WORK TO BE COMPLETED:
In the article below, condense the paragraph that begins "In November, Adams announced" into a shorter version that keeps its main facts.

EXCERPTED PASSAGE:

----

NYC paramedic doubts effectiveness of plan for homeless


(NewsNation) — New York City Mayor Eric Adams’ controversial plan to involuntarily commit mentally ill homeless people to hospitals is still being debated. Will it work?

Anthony Almojera doesn’t think so. The lieutenant paramedic for the Fire Department’s EMS unit interacts with homeless people on a daily basis, and he knows many of them by name.

In an op-ed for The New York Times, Almojera said he’s “never witnessed a mental health crisis like the one New York is currently experiencing.”

A man who was once homeless, Almojera overcame adversity and has been working as a paramedic for nearly 20 years. Now, he sees a city at a breaking point and a mayor with the wrong solution.

In November, Adams announced a new policy directing police and emergency services to forcibly hospitalize homeless people deemed too mentally ill to care for themselves. It was met with backlash and mental health professionals argued it was stripping people of their basic human rights.

----

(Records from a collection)
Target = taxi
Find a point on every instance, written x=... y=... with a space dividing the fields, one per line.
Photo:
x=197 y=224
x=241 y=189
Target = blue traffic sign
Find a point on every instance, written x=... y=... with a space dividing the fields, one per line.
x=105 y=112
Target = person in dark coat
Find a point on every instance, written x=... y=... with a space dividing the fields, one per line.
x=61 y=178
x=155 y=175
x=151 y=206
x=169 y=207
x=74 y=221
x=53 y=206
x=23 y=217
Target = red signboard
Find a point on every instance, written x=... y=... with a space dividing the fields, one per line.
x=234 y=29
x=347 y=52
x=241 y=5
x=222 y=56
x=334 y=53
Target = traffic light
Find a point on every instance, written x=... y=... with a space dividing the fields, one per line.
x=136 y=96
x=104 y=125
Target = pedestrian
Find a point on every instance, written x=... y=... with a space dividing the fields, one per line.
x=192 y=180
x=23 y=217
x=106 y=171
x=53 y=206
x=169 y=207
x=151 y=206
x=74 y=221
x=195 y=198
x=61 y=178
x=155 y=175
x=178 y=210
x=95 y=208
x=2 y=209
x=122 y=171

----

TASK OUTPUT:
In November, Adams ordered police and emergency services to forcibly hospitalize homeless people judged too mentally ill to care for themselves. The policy drew backlash, with mental health professionals arguing that it stripped people of their basic human rights.